Ihre Aufgabe. Geben Sie an, in wie vielen Zeilen des folgenden Listings die Zeichenfolge "blurred" vorkommt, wobei Groß- und Kleinschreibung unterschieden wird. Nennen Sie ausschließlich die Zahl.

Einträge mit Annotationen von Bildumrissen:
· · ·
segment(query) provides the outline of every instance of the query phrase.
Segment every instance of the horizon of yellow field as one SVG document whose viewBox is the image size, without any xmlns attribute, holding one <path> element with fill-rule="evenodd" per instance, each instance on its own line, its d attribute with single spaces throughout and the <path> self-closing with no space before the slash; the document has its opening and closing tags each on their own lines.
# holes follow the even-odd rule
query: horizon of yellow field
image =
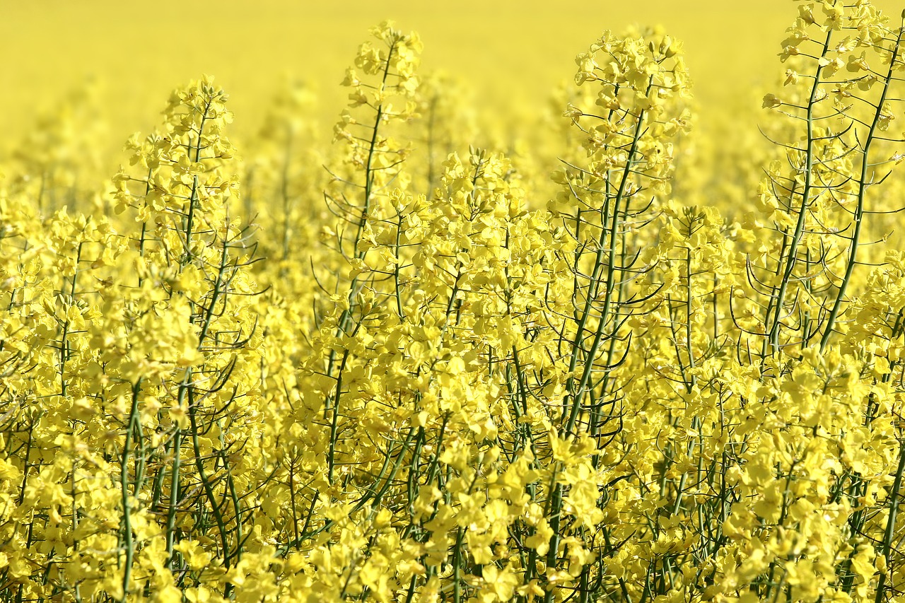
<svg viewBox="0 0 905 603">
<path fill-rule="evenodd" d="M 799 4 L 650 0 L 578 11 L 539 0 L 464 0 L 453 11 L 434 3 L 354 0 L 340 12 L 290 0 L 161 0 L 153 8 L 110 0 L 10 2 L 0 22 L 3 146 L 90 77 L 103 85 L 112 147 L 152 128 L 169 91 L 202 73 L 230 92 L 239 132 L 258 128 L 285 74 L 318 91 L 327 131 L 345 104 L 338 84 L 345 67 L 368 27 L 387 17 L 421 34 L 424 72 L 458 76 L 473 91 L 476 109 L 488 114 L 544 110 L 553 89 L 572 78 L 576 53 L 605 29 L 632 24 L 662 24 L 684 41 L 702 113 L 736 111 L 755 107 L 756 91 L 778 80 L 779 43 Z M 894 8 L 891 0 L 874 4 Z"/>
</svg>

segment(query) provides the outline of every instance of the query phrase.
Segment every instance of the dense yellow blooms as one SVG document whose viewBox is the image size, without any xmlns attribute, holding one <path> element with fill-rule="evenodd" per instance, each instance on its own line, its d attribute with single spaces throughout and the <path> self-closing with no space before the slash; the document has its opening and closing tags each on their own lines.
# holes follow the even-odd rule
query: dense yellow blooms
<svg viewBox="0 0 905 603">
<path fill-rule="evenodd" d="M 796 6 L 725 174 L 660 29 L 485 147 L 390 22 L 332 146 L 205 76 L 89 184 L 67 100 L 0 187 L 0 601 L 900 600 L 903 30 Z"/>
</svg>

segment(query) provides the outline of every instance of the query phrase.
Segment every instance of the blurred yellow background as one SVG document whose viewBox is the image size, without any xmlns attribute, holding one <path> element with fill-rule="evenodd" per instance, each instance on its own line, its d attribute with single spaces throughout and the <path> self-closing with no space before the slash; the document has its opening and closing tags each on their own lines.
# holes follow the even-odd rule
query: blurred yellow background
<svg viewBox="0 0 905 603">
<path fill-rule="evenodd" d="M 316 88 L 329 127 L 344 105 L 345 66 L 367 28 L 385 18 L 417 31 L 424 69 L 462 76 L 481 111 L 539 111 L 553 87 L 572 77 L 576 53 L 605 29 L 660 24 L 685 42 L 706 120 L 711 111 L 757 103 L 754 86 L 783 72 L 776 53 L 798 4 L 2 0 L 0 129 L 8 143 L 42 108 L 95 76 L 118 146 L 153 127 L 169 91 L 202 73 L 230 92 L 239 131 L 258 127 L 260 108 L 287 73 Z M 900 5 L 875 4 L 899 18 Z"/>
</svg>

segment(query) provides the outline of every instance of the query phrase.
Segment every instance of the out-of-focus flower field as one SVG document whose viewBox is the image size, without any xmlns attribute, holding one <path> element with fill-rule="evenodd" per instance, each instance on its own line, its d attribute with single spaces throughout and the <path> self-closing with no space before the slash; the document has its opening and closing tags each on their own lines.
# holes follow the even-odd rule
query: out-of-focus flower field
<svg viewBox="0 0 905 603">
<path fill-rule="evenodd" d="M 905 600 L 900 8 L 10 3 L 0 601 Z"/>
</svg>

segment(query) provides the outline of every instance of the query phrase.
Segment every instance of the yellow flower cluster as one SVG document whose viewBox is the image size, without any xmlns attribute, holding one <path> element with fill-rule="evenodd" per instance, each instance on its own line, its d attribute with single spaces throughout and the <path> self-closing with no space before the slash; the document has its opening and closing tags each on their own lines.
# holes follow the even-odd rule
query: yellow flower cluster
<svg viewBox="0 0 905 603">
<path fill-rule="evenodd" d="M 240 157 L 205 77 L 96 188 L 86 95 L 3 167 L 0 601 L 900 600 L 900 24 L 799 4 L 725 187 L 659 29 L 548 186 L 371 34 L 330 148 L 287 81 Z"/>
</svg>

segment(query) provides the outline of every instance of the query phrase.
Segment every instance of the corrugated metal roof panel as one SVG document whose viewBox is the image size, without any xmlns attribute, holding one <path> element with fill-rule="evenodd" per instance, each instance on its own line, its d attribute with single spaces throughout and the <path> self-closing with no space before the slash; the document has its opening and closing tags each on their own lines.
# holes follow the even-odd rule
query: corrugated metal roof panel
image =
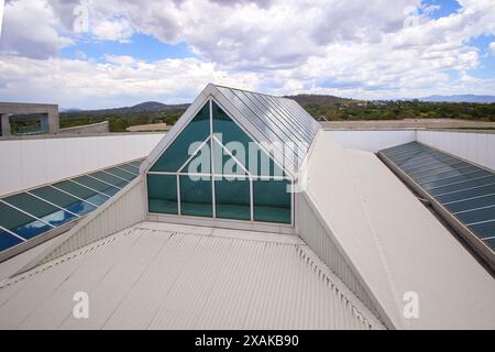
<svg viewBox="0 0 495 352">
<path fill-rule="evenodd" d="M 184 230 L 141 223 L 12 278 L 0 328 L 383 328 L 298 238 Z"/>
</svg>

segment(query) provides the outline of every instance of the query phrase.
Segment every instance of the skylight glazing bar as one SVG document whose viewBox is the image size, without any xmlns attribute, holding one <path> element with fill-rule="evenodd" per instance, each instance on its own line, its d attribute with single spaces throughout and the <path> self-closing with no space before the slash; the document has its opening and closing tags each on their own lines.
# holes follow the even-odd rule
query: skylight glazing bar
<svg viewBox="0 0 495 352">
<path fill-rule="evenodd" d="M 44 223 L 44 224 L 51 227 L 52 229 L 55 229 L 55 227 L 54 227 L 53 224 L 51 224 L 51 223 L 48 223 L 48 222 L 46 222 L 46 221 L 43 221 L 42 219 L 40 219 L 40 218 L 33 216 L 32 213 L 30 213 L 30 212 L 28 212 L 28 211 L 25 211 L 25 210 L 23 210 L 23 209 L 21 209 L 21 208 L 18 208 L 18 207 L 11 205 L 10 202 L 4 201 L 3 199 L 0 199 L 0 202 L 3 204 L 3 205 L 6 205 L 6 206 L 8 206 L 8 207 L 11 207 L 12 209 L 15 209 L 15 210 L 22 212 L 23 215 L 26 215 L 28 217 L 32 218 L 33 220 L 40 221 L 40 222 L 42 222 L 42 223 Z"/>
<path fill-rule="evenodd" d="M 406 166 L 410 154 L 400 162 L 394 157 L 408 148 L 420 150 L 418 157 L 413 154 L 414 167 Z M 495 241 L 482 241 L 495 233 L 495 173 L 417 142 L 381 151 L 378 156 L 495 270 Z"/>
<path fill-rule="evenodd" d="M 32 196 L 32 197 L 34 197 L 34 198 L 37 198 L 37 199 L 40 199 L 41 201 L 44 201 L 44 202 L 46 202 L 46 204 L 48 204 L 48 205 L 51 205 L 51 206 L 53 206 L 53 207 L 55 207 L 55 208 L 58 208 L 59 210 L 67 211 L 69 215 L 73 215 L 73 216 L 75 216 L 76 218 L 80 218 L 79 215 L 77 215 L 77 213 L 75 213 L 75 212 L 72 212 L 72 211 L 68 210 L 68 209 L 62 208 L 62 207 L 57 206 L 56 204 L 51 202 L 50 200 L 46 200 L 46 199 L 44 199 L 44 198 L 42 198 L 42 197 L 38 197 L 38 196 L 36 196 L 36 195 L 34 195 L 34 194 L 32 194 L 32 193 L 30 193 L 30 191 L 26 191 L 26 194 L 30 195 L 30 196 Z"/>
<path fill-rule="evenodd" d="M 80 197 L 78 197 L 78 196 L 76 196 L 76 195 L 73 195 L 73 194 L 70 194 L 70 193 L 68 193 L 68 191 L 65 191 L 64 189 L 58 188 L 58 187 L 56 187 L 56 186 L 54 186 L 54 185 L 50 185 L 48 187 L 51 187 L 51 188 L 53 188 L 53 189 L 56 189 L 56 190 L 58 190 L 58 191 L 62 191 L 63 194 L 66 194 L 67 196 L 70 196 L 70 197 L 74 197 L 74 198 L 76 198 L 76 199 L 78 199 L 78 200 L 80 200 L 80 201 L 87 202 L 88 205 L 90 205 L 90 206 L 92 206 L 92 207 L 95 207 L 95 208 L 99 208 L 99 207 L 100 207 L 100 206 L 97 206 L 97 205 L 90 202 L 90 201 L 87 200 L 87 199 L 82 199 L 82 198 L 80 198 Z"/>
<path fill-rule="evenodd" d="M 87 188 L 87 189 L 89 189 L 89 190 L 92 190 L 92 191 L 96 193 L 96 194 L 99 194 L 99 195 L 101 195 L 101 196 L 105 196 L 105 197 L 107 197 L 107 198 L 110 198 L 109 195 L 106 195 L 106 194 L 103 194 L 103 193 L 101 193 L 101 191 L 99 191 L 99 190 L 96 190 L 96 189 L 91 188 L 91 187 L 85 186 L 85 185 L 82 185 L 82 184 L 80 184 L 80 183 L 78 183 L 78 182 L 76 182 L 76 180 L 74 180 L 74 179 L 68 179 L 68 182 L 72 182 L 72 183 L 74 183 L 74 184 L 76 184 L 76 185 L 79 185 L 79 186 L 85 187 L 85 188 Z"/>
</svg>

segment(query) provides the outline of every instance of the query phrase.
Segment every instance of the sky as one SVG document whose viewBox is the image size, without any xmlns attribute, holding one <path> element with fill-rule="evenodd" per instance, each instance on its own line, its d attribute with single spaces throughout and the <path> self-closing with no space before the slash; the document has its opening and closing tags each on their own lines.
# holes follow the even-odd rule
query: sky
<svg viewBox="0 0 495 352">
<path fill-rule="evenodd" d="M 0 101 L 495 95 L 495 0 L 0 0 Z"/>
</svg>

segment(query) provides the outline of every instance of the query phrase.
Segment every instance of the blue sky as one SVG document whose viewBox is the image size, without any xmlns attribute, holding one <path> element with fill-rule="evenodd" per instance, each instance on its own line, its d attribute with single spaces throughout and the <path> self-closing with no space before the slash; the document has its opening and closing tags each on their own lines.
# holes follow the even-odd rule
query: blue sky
· · ·
Lösung. 2